Repeat the entries below word for word, beginning with the first line and continuing through the line that contains "x=214, y=78".

Rows from a pointing dataset
==================================================

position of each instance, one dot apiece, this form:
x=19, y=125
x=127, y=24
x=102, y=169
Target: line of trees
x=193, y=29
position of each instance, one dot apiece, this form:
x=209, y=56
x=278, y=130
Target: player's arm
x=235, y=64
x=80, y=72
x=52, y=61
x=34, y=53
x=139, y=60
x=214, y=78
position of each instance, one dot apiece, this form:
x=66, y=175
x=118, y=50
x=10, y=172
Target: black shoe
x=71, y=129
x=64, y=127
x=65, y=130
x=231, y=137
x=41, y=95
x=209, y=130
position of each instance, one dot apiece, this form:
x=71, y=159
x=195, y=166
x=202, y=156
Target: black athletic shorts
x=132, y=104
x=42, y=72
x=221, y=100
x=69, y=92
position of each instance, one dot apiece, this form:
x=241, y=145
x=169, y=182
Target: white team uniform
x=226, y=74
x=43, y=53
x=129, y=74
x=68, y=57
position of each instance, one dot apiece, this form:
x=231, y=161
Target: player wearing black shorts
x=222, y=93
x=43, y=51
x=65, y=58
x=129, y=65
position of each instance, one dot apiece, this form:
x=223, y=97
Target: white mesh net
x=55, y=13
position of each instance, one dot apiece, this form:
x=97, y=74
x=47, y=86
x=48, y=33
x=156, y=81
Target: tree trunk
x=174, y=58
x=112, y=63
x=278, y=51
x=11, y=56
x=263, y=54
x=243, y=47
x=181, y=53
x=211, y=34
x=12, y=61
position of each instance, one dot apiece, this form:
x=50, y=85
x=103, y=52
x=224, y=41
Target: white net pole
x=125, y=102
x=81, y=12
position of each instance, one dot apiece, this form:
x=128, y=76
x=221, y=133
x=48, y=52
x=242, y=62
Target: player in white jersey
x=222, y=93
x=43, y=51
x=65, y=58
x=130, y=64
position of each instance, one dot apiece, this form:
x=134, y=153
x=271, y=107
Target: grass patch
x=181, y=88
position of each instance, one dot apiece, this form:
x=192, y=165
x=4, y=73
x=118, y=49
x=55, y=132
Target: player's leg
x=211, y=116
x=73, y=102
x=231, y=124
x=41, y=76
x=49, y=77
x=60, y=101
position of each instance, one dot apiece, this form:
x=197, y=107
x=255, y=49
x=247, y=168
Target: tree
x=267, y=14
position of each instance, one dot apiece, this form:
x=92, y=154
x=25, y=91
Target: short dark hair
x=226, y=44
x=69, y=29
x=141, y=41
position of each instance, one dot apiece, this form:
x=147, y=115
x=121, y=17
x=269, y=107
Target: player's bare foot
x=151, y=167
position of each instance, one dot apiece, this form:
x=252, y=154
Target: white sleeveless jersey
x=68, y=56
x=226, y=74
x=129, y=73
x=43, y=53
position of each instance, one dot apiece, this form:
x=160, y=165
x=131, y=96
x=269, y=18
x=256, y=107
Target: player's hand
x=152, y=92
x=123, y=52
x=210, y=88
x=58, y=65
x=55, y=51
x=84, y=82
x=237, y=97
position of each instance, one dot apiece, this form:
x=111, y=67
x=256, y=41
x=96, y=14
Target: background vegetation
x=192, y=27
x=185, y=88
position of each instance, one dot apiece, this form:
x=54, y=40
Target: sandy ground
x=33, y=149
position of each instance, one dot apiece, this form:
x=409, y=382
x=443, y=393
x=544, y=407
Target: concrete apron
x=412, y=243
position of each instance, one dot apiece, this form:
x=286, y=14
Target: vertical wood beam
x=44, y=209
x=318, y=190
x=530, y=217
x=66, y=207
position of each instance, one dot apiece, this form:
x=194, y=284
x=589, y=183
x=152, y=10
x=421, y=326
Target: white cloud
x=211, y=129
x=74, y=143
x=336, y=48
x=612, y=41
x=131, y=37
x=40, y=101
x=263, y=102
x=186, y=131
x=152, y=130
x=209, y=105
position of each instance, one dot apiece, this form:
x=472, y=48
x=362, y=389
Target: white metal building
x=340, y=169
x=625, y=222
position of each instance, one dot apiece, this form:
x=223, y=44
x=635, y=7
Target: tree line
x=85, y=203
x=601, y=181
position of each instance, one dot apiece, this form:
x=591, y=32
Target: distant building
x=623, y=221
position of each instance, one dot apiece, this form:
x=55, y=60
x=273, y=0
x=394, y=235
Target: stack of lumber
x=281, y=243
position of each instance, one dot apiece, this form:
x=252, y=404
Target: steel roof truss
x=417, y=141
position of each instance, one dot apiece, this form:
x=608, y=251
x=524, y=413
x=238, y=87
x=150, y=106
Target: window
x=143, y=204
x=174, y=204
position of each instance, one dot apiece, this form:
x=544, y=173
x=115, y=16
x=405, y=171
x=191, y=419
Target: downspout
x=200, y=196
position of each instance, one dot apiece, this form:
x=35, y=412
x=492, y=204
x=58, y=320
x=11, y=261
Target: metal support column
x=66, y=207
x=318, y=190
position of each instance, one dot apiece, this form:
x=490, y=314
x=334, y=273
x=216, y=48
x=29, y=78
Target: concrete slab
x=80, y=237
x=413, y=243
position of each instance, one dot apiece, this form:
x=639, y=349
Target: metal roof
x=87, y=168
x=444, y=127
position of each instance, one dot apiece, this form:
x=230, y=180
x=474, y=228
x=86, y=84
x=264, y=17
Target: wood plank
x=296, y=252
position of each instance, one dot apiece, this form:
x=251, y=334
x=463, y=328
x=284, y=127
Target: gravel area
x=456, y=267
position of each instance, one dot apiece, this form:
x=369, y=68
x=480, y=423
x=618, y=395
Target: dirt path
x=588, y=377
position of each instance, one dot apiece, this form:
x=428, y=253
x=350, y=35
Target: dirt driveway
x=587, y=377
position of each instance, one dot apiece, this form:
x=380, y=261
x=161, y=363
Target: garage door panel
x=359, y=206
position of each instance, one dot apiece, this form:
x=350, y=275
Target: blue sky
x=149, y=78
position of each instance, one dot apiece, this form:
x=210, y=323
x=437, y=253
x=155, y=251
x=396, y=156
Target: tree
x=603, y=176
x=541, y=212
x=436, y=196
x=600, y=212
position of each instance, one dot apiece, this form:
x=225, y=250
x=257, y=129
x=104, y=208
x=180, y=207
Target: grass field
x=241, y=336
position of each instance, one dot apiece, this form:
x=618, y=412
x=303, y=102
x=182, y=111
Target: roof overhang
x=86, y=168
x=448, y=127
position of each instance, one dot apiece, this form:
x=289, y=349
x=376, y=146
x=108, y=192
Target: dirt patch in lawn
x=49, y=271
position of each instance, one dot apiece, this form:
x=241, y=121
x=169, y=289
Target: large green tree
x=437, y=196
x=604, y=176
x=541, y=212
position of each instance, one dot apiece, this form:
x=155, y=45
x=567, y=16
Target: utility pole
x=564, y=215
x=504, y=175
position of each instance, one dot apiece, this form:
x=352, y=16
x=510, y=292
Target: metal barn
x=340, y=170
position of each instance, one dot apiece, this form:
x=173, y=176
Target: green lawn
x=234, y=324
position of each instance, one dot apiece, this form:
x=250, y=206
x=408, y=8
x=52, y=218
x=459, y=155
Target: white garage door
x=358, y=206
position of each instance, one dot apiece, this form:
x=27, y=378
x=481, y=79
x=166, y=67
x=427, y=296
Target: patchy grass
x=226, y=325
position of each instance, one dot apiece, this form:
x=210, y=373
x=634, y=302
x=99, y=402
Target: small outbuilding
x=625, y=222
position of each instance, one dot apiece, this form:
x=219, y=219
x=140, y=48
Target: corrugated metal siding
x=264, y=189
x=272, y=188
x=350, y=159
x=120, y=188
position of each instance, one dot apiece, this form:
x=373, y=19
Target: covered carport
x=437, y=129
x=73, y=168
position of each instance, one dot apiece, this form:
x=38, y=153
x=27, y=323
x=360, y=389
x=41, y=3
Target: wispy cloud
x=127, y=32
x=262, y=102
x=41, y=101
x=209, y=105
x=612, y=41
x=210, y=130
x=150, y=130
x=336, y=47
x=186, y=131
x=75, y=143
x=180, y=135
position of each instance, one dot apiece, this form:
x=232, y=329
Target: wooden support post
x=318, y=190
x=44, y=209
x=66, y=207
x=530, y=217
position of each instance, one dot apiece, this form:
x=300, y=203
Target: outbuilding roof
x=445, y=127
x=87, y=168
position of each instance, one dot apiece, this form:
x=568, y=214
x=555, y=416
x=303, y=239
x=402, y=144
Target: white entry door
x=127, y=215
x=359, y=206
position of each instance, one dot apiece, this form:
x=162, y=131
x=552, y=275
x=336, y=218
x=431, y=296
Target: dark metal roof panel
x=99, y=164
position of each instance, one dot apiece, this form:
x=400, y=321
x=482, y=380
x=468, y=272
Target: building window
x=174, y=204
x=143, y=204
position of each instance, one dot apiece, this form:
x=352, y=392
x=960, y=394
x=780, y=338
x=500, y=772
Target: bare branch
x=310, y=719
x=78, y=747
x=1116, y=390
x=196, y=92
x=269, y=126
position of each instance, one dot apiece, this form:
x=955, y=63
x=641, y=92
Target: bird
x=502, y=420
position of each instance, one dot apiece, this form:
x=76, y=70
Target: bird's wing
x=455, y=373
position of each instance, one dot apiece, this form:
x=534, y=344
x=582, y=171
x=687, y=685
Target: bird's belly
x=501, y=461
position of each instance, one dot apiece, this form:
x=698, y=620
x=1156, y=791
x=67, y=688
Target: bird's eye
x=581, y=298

==================================================

» WORKED SOLUTION
position of each instance, one dot apiece, this form:
x=19, y=125
x=127, y=24
x=102, y=169
Target: line of trees
x=193, y=29
position of each instance, one dot apiece, this form:
x=209, y=56
x=278, y=130
Target: player's arm
x=235, y=64
x=80, y=72
x=52, y=61
x=34, y=53
x=139, y=60
x=214, y=78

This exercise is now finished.